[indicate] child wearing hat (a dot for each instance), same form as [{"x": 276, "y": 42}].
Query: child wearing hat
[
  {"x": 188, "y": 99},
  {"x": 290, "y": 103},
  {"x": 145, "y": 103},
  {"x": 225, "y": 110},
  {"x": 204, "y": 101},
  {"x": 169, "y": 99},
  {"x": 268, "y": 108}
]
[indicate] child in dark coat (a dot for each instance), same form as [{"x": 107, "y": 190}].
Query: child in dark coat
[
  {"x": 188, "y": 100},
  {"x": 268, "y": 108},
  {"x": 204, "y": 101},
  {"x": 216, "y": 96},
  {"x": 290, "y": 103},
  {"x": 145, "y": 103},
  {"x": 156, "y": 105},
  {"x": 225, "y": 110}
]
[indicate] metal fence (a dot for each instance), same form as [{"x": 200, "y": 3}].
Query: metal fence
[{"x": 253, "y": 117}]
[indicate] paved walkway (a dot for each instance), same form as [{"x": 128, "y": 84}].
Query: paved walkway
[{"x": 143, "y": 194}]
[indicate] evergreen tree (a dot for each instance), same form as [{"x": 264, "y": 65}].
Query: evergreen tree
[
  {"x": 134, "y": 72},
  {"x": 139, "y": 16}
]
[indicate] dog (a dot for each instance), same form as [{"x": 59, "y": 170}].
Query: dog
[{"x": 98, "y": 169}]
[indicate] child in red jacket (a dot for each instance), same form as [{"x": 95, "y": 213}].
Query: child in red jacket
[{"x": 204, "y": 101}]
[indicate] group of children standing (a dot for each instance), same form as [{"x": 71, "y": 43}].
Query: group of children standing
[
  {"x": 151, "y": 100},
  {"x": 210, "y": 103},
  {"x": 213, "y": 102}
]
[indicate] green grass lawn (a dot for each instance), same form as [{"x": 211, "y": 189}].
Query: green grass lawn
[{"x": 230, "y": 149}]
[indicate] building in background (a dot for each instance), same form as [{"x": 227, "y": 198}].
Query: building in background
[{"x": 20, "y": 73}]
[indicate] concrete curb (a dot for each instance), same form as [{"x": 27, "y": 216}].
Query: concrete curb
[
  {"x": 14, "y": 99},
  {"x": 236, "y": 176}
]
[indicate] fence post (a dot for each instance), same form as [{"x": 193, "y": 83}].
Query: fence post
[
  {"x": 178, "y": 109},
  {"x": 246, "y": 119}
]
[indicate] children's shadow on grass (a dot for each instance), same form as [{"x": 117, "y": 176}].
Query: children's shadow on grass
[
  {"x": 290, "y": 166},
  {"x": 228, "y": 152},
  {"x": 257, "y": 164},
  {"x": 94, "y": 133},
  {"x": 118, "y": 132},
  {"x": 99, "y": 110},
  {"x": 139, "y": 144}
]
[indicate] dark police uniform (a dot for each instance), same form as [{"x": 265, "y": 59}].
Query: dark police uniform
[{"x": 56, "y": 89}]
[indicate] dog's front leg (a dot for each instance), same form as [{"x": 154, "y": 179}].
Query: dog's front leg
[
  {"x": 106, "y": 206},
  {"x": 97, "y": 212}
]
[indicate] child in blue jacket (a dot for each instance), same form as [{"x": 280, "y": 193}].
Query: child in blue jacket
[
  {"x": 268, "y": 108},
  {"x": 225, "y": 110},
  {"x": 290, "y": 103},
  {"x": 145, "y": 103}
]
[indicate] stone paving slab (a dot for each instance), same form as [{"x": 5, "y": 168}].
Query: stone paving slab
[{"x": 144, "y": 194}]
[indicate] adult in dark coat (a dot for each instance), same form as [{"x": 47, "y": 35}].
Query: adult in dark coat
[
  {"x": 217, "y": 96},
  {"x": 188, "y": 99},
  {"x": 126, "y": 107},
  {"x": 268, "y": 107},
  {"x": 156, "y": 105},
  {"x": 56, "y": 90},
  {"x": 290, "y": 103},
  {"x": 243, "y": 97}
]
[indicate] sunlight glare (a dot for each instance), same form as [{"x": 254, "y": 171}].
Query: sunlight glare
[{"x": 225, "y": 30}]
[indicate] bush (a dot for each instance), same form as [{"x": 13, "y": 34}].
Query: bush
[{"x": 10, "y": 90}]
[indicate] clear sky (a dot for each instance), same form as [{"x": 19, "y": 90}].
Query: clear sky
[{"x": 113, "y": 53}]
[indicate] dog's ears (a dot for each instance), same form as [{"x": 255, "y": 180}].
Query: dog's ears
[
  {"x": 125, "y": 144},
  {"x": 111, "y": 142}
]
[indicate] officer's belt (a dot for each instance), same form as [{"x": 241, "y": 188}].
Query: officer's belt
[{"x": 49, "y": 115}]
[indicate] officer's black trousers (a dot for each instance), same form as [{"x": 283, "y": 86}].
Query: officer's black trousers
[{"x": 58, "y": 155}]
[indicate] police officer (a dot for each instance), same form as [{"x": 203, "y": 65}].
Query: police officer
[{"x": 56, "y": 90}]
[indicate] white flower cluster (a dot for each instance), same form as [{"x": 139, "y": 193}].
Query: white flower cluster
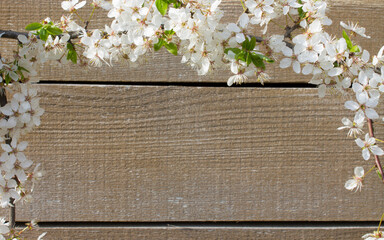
[
  {"x": 19, "y": 116},
  {"x": 192, "y": 29}
]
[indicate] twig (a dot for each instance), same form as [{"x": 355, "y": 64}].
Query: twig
[
  {"x": 377, "y": 160},
  {"x": 12, "y": 210},
  {"x": 13, "y": 34}
]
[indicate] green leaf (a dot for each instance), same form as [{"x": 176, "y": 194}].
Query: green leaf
[
  {"x": 159, "y": 44},
  {"x": 53, "y": 30},
  {"x": 257, "y": 60},
  {"x": 171, "y": 47},
  {"x": 33, "y": 26},
  {"x": 162, "y": 6},
  {"x": 355, "y": 49},
  {"x": 348, "y": 40},
  {"x": 72, "y": 54},
  {"x": 43, "y": 34}
]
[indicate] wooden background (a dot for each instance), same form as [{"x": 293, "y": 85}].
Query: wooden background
[{"x": 157, "y": 152}]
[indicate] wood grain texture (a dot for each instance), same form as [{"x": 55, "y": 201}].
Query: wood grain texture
[
  {"x": 174, "y": 233},
  {"x": 126, "y": 153},
  {"x": 15, "y": 15}
]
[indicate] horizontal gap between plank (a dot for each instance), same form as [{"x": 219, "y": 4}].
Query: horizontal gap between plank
[
  {"x": 182, "y": 84},
  {"x": 192, "y": 225}
]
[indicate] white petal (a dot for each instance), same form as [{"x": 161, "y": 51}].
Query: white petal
[
  {"x": 376, "y": 150},
  {"x": 307, "y": 69},
  {"x": 360, "y": 142},
  {"x": 243, "y": 20},
  {"x": 296, "y": 67},
  {"x": 6, "y": 148},
  {"x": 351, "y": 105},
  {"x": 359, "y": 172},
  {"x": 371, "y": 113},
  {"x": 286, "y": 62},
  {"x": 365, "y": 154},
  {"x": 335, "y": 72},
  {"x": 350, "y": 184},
  {"x": 80, "y": 5}
]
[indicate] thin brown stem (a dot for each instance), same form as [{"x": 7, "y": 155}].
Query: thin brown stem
[
  {"x": 13, "y": 34},
  {"x": 377, "y": 160},
  {"x": 12, "y": 214},
  {"x": 12, "y": 210}
]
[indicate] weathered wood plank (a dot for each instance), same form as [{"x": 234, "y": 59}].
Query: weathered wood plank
[
  {"x": 125, "y": 153},
  {"x": 14, "y": 15},
  {"x": 170, "y": 233}
]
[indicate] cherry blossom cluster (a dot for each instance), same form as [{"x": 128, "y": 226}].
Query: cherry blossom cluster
[{"x": 193, "y": 29}]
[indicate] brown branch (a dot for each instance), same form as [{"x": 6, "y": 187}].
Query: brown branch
[
  {"x": 12, "y": 210},
  {"x": 13, "y": 34},
  {"x": 377, "y": 160}
]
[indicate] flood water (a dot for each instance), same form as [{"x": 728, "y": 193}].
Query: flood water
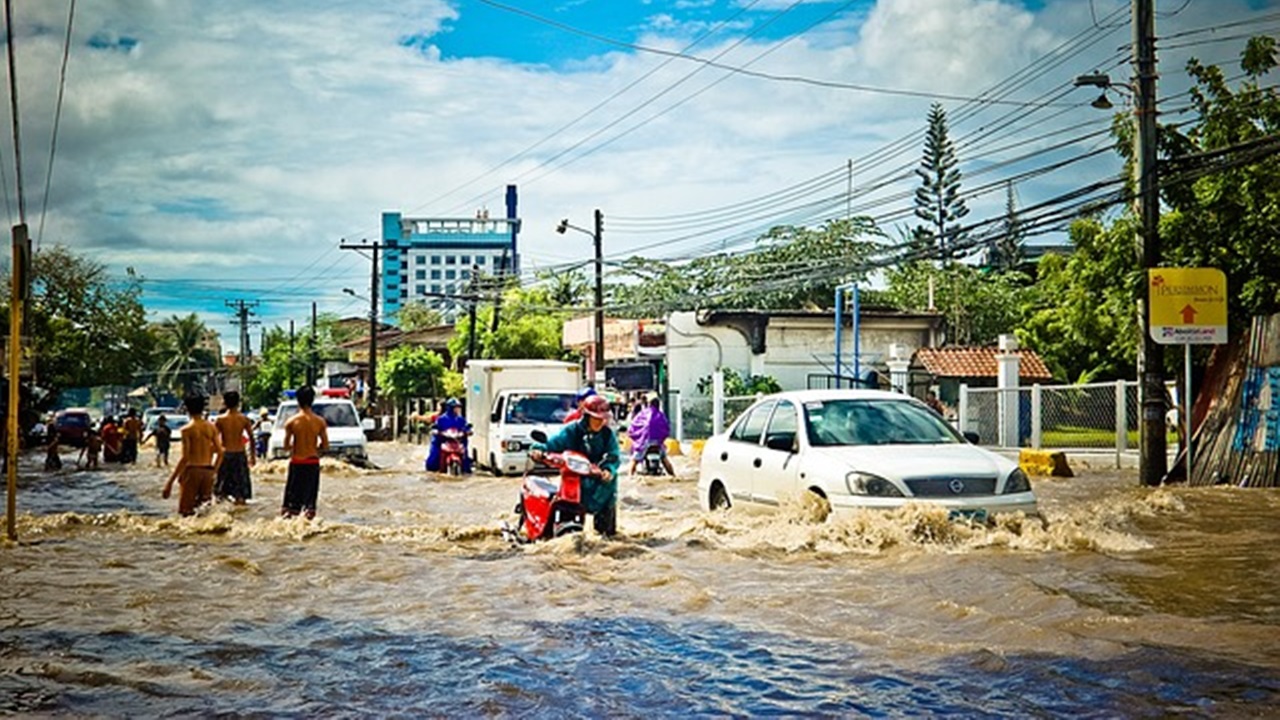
[{"x": 403, "y": 598}]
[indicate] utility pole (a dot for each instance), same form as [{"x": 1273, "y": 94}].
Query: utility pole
[
  {"x": 371, "y": 386},
  {"x": 1151, "y": 360},
  {"x": 599, "y": 292},
  {"x": 243, "y": 309}
]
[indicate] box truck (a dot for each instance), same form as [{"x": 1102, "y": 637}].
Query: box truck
[{"x": 507, "y": 400}]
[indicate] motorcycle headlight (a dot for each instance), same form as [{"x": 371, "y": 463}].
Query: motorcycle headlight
[
  {"x": 1016, "y": 482},
  {"x": 867, "y": 483}
]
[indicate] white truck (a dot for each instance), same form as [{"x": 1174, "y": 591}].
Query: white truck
[{"x": 507, "y": 400}]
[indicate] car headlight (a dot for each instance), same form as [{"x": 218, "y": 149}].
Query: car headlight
[
  {"x": 1016, "y": 482},
  {"x": 867, "y": 483}
]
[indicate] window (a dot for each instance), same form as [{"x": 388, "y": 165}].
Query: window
[
  {"x": 750, "y": 427},
  {"x": 782, "y": 427}
]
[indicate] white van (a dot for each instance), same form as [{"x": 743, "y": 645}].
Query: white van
[{"x": 346, "y": 428}]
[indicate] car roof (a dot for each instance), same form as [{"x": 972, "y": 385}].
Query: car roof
[{"x": 801, "y": 396}]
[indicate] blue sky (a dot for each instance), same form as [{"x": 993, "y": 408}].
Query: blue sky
[{"x": 224, "y": 150}]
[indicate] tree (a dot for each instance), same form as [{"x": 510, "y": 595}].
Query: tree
[
  {"x": 937, "y": 200},
  {"x": 411, "y": 372},
  {"x": 1005, "y": 251},
  {"x": 183, "y": 351},
  {"x": 86, "y": 327},
  {"x": 978, "y": 306}
]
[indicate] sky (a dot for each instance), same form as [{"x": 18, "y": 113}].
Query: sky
[{"x": 225, "y": 150}]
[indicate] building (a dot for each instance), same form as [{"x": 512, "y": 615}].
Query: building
[{"x": 434, "y": 259}]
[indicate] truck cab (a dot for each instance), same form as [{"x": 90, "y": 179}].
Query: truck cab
[{"x": 507, "y": 400}]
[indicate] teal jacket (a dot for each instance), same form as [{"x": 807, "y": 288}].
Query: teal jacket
[{"x": 599, "y": 447}]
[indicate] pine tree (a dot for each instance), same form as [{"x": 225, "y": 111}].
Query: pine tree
[
  {"x": 937, "y": 200},
  {"x": 1005, "y": 251}
]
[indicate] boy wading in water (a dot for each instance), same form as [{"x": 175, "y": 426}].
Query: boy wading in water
[
  {"x": 196, "y": 469},
  {"x": 306, "y": 436},
  {"x": 238, "y": 454}
]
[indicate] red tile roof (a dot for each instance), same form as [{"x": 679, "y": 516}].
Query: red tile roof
[{"x": 978, "y": 363}]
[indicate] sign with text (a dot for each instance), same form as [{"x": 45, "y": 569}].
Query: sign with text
[{"x": 1187, "y": 305}]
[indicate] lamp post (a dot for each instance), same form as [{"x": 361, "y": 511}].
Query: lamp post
[
  {"x": 598, "y": 236},
  {"x": 1152, "y": 445},
  {"x": 371, "y": 383}
]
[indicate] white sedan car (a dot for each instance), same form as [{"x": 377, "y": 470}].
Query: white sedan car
[
  {"x": 856, "y": 449},
  {"x": 346, "y": 429}
]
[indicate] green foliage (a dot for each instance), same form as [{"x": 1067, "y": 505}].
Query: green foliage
[
  {"x": 411, "y": 372},
  {"x": 416, "y": 314},
  {"x": 790, "y": 268},
  {"x": 937, "y": 200},
  {"x": 978, "y": 306},
  {"x": 86, "y": 327},
  {"x": 737, "y": 384}
]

▸ Task to complete:
Could you copy out every line, starting with the one containing "[indicate] lamp post" and running through the last line, with 23 added to each x and y coordinate in the answers?

▸ Exercise result:
[indicate] lamp post (a dot for each instance), same form as [{"x": 361, "y": 511}].
Query: lamp post
[
  {"x": 621, "y": 259},
  {"x": 1175, "y": 468},
  {"x": 394, "y": 406}
]
[indicate] white sedan car (a dot for each instance), same form as [{"x": 377, "y": 470}].
Query: white sedan car
[
  {"x": 879, "y": 472},
  {"x": 369, "y": 452}
]
[indicate] green foliage (a dot for each instance), same form as [{"x": 1067, "y": 505}].
Query: green foliage
[
  {"x": 434, "y": 395},
  {"x": 439, "y": 337},
  {"x": 813, "y": 291},
  {"x": 960, "y": 223},
  {"x": 1001, "y": 329},
  {"x": 109, "y": 350},
  {"x": 760, "y": 407}
]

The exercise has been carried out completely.